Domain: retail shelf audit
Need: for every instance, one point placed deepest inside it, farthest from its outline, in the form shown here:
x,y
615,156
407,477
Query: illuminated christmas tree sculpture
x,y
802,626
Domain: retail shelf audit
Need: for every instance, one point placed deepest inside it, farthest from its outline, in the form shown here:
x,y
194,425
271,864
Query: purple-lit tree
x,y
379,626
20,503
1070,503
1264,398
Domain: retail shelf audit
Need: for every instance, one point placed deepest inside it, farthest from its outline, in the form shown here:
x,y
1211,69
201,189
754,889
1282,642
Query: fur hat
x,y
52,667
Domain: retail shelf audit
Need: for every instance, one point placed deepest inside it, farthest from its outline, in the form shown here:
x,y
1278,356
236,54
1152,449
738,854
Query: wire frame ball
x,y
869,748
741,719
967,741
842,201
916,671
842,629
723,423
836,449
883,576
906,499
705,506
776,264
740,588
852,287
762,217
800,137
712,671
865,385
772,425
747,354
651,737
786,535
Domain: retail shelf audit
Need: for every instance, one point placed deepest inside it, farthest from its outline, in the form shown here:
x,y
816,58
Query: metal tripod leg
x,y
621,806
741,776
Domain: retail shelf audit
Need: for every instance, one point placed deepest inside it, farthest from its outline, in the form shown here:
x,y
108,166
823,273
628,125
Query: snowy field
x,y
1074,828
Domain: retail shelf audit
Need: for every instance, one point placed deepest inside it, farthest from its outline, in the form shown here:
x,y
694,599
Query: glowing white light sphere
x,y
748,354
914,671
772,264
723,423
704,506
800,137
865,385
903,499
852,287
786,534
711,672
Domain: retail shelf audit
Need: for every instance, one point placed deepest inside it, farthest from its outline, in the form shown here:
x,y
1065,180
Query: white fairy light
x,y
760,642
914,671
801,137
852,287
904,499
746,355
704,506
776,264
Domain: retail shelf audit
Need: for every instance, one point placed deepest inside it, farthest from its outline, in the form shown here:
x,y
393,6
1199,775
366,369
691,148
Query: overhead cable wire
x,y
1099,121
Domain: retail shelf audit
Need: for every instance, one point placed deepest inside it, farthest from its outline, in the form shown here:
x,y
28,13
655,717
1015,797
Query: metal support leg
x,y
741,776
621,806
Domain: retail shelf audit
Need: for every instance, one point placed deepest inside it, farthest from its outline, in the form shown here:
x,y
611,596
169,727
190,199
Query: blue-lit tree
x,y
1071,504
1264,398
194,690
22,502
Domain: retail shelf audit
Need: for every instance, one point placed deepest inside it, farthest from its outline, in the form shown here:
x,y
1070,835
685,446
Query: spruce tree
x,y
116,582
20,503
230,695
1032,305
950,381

----

#### GIVEN REQUEST:
Please restate the records in full, word for word.

#### TASK RESULT:
Domain: retail shelf audit
Need: for every instance, one point placed deepest inside it, farthest from its outline, in the form shown here:
x,y
615,156
407,477
Query: illuminated christmas tree sculpture
x,y
802,626
Domain: retail shelf audit
Need: for every instance, one point placed deepest inside it, farthest from its outline, in the form shown here:
x,y
194,425
271,864
Query: purple-lit tree
x,y
379,626
20,503
1070,503
1264,398
Domain: retail shelf audit
Need: for every instance, one point placed deepest inside it, farthest from its outline, in the form shown here:
x,y
1211,69
201,189
754,889
1282,642
Query: fur hat
x,y
52,667
Domain: retail shelf audit
Need: for every instance, one point placed deepest inside it, farthest from its outline, in the form shown here:
x,y
1278,356
236,54
1152,449
738,854
Query: wire frame ball
x,y
869,748
741,719
967,741
842,201
916,671
842,629
723,423
836,449
883,576
906,499
705,506
776,264
740,588
852,287
762,217
800,137
712,671
865,385
772,425
747,354
651,737
786,535
Domain: retail shelf audit
Need: for every instance, one point placed deepest inside it, farthest from its outline, in the form shown here:
x,y
816,58
Query: metal tripod leg
x,y
621,806
741,776
Domain: retail shelf audit
Need: for every instance, one point placed deepest inside it, farthest from its outline, in the form shown here:
x,y
108,166
823,273
628,125
Query: snowy field
x,y
1074,828
Domain: retail shelf audit
Need: for every instance, one point placed deepest inside it, farthest from its outline, in the form shown here:
x,y
694,599
Query: glowing white light sphere
x,y
748,354
914,671
772,264
723,423
704,506
800,137
865,385
903,499
852,287
786,534
711,672
Domain: retail shelf audit
Need: for every instance, one point placed deepest inside it, farthest from its outline, in the form shown here:
x,y
1065,180
Query: white fairy light
x,y
760,642
914,671
801,137
852,287
904,499
746,355
704,506
776,264
Domain: retail shelf audit
Need: for every instance, one point placed deepest inside it, farthest from its outline, in the form shown here:
x,y
393,6
1199,775
366,369
691,148
Query: overhead cable wire
x,y
1099,121
Domain: retail shelf audit
Need: for every instance, one point placed deepest inside it, farthest from its outline, in the form shown here:
x,y
28,13
655,717
1015,797
Query: metal support leg
x,y
741,776
621,806
Domain: retail shelf audit
Need: for every instance, one point placed deepest inside it, farthest from its outline, in the form shown here:
x,y
611,596
169,727
190,199
Query: blue-lit tree
x,y
1071,504
1264,398
194,690
22,502
Domain: retail shelf audit
Need: for every instance, one point placed deepest inside it, farthest from its outline, in the form shown here:
x,y
1070,835
685,446
Query: spruce tree
x,y
116,582
20,503
230,695
1032,305
950,381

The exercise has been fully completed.